:: Supplied text

The Living Thing / Notebooks :

Statistical and mathematical python

Kinda hate R, because it is exactly so much a statistical dream as a programming nightmare? Is MATLAB too expensive when you try to run it on your cloud server farm and you’re anyway vaguely suspicious that they get kickback from the companies that sell RAM because otherwise why does it eat all your memory like that? Love the speed of C++ but have a nagging feeling that you should not need to recompile your code to do exploratory data analysis? Like the idea of Julia, but wary of depending on yet another bloody language, let along one without the serious corporate backing or history of the other ones I mentioned?

Python has a refreshingly different set of warts to those other options. Its statistical library support is less broad than R - probably comparable to MATLAB. It is, however, generally fast and nicer to debug, and integrates general programming tasks well — web servers, academic blogs, neural networks, weird art projects, online open workbooks

The matrix mathematics side of python OTOH is not so comprehensive as MATLAB, mind. The core matrix libraries, numpy and scipy, do what you want mostly, but when, for example, you really need some fancy spline type you read about on the internet, or you want someone to have really put in some effort on ensuring such-and-such a recursive filter is stable, you might find you need to do it yourself. So far I haven’t found any especially serious shortcomings this way, but it’s worth bearing in mind.

::::
:: Supplied entries

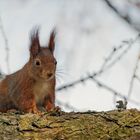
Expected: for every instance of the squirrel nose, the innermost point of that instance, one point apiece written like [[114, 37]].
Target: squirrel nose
[[49, 74]]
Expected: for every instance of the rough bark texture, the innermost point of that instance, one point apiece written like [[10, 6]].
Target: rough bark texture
[[111, 125]]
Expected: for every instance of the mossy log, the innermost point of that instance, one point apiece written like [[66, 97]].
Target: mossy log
[[111, 125]]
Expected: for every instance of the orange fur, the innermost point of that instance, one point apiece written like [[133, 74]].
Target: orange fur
[[34, 84]]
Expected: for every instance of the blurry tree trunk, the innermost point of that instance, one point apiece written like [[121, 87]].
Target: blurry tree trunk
[[76, 126]]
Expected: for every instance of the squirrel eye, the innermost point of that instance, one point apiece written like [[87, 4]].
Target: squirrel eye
[[37, 63]]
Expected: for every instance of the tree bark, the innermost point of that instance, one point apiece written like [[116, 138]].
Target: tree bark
[[116, 125]]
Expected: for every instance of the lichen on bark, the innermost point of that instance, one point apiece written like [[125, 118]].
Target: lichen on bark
[[111, 125]]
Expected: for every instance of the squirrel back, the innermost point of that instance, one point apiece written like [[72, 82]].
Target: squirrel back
[[33, 85]]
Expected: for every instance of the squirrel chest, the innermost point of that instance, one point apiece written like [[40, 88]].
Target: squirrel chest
[[40, 90]]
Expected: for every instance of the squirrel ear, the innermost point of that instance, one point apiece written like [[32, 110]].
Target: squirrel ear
[[35, 45], [51, 44]]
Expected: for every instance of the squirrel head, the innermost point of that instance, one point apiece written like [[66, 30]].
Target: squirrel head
[[42, 61]]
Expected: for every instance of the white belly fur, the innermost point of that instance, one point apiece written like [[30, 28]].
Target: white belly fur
[[40, 91]]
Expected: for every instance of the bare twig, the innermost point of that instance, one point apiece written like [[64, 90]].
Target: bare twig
[[137, 77], [6, 45], [133, 76], [130, 44], [105, 67], [126, 18]]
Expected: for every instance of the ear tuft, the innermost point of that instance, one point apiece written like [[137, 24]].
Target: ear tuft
[[51, 44], [34, 39]]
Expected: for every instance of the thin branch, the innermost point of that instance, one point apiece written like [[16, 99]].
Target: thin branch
[[133, 76], [6, 45], [126, 18], [114, 92], [137, 77], [130, 44], [105, 67]]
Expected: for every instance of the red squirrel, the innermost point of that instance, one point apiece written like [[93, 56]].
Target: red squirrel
[[33, 85]]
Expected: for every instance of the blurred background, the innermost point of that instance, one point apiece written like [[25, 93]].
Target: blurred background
[[97, 48]]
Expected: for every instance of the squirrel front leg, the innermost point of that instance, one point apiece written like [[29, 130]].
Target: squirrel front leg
[[26, 102], [49, 102]]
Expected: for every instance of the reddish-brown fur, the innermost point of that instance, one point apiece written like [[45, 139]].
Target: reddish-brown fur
[[33, 85]]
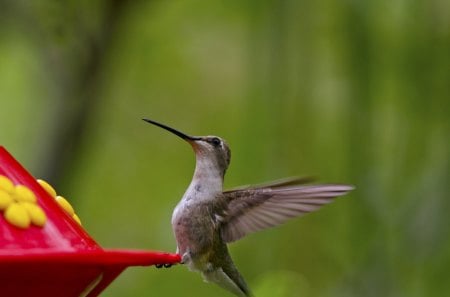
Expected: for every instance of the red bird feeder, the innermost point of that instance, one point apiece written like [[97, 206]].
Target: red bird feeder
[[56, 257]]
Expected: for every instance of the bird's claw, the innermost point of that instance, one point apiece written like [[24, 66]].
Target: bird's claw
[[165, 265]]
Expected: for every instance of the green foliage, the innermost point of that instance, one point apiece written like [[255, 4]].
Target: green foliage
[[350, 91]]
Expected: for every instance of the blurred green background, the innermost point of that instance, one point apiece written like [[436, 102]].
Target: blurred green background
[[350, 91]]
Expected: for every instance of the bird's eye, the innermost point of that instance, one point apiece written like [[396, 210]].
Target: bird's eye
[[215, 141]]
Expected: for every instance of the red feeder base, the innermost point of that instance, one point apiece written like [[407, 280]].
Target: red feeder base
[[59, 259]]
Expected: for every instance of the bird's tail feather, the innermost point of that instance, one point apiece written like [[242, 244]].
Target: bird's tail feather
[[229, 279]]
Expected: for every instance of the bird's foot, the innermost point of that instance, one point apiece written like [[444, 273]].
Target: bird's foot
[[165, 265]]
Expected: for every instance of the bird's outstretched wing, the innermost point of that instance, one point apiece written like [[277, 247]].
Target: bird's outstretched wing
[[256, 208]]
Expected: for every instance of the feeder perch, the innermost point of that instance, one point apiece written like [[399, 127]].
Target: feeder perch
[[56, 256]]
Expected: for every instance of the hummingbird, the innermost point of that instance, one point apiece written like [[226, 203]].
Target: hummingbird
[[207, 218]]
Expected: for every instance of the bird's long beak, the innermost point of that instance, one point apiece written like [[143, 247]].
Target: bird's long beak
[[174, 131]]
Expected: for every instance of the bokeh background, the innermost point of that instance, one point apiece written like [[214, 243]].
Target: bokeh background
[[350, 91]]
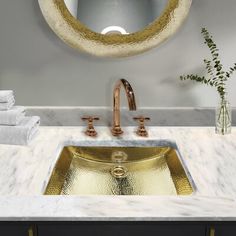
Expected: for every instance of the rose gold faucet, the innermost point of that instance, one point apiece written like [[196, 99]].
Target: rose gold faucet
[[116, 129]]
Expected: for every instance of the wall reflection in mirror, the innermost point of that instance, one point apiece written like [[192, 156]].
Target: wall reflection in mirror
[[116, 16]]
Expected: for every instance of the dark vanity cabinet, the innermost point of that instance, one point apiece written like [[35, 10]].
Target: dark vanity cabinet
[[117, 229], [14, 229]]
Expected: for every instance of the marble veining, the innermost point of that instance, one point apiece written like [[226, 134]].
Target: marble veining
[[71, 116], [210, 158]]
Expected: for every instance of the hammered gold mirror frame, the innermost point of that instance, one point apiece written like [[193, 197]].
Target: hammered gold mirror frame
[[76, 34]]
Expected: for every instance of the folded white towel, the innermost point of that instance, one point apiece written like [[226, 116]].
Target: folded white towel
[[21, 134], [4, 106], [13, 116], [6, 95]]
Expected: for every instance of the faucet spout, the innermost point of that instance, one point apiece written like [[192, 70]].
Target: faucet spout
[[116, 129]]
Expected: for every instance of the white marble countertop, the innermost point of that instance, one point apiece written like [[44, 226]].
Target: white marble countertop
[[210, 158]]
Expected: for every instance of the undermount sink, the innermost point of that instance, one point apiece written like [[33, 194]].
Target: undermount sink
[[110, 170]]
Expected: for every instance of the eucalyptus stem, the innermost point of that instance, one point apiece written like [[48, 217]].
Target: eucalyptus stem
[[217, 75]]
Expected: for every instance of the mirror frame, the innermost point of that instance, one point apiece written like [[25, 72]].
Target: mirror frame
[[78, 36]]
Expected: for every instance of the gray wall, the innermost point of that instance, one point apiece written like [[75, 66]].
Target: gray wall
[[44, 71], [132, 15]]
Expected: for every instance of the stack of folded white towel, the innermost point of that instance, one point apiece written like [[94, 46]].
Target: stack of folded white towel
[[15, 127]]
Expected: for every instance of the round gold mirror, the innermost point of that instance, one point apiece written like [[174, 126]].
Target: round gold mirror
[[114, 28]]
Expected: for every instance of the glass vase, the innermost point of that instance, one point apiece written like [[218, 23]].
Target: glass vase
[[223, 118]]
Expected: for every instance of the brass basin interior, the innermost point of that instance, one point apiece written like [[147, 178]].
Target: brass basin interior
[[119, 171]]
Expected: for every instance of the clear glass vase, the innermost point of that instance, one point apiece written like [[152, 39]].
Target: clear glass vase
[[223, 117]]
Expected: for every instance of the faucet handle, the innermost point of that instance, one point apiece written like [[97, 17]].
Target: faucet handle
[[90, 129], [141, 131]]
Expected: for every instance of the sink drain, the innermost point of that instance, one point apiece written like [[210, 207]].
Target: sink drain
[[119, 156], [119, 172]]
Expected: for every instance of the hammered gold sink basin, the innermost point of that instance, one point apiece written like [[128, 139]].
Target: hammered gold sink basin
[[119, 171]]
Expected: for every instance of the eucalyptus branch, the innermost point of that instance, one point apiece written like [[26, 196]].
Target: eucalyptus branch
[[217, 76]]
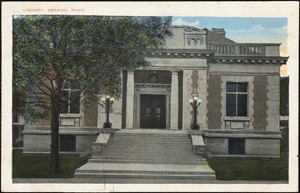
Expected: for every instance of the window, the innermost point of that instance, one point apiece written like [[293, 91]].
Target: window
[[236, 146], [236, 99], [70, 98], [67, 143]]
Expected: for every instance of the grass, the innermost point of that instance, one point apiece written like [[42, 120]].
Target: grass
[[38, 166], [251, 169]]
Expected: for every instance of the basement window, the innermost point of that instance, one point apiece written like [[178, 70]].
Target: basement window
[[236, 146], [67, 143]]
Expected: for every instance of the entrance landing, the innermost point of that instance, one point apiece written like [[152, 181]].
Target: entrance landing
[[148, 154], [151, 130]]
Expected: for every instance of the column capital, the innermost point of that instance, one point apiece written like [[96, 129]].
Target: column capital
[[174, 72], [130, 71]]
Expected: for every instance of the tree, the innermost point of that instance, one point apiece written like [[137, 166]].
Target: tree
[[89, 52], [284, 96]]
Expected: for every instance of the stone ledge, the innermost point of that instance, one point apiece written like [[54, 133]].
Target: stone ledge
[[48, 132], [198, 145], [100, 144], [243, 134]]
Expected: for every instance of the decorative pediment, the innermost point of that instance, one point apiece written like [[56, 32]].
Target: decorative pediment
[[194, 40], [191, 29]]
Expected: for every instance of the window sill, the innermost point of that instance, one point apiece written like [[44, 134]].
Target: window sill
[[67, 115], [244, 119]]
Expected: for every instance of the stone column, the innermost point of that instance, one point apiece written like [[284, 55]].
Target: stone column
[[130, 100], [174, 101]]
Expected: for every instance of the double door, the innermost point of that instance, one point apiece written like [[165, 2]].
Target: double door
[[153, 111]]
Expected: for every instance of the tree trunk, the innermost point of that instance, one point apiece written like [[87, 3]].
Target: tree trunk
[[55, 136]]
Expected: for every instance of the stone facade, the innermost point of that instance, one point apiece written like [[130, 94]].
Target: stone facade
[[193, 63]]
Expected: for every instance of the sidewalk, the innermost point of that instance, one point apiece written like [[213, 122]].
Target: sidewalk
[[137, 181]]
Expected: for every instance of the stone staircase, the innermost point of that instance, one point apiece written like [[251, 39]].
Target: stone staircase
[[157, 155]]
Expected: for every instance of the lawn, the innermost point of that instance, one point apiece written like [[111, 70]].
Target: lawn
[[38, 166], [251, 169]]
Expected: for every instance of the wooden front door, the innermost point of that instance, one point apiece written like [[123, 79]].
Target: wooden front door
[[153, 111]]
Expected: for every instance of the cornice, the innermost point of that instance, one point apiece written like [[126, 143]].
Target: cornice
[[250, 59]]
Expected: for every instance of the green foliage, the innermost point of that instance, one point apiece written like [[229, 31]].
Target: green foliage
[[284, 96], [38, 166], [50, 50], [251, 169]]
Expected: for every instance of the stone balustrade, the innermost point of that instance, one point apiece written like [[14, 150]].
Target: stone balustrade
[[245, 49]]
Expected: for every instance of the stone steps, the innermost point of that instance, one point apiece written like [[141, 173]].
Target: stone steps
[[151, 171], [116, 159], [147, 156]]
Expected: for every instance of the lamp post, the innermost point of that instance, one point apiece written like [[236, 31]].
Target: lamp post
[[108, 101], [195, 102]]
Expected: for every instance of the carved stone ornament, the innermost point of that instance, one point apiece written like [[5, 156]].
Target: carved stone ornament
[[190, 29], [195, 40], [153, 78]]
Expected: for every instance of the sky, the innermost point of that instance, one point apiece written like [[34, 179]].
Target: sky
[[245, 29]]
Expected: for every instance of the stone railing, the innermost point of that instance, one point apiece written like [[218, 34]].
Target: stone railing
[[245, 49]]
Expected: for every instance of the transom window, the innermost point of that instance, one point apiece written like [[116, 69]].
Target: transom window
[[236, 99], [70, 98]]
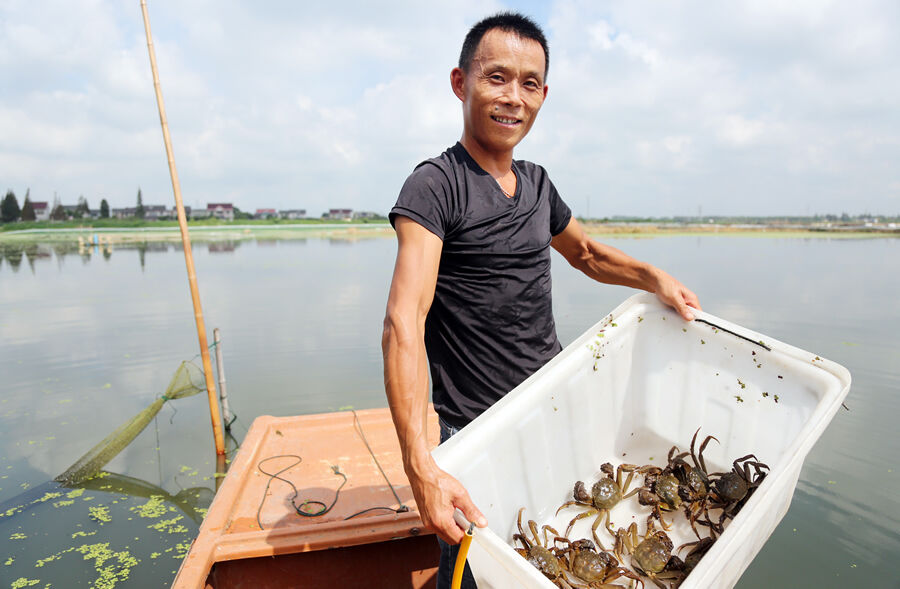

::::

* Your tasks *
1 > Using the notebook entry on statistical Python, decide whether each statement below agrees with it. For each, answer yes or no and quote the deciding words.
(a) Python's statistical library support is broader than R's.
(b) Numpy and scipy are named as the core matrix libraries.
(c) The author has already found serious shortcomings in Python's matrix mathematics.
2 > According to the notebook entry on statistical Python, which other option's statistical library support is Python's probably comparable to?
3 > Write a continuation of the notebook entry on statistical Python, beginning immediately after its final sentence.

* The answers *
1 >
(a) No: "Its statistical library support is less broad than R"
(b) Yes: "The core matrix libraries, numpy and scipy, do what you want mostly"
(c) No: "So far I haven’t found any especially serious shortcomings this way"

2 > MATLAB.

3 >
OTOH, it’s ubiquitous and free, free, free so you don’t need to worry about stupid licensing restrictions, and the community is enormous, so it’s pretty easy to answer any questions you may have, so that’s nice.

But in any case, you don’t need to choose. Python interoperates with all these other languages, and indeed, makes a specialty of gluing stuff together.

Aside: A lot of useful machine-learning-type functionality, which I won’t discuss in detail here here, exists in the python deep learning toolkits such as Tensorflow and Theano; you might want to check those pages too. Also graphing is a whole separate issue, as is optimisation.

In recent times, a few major styles have been ascendant in the statistical python scene.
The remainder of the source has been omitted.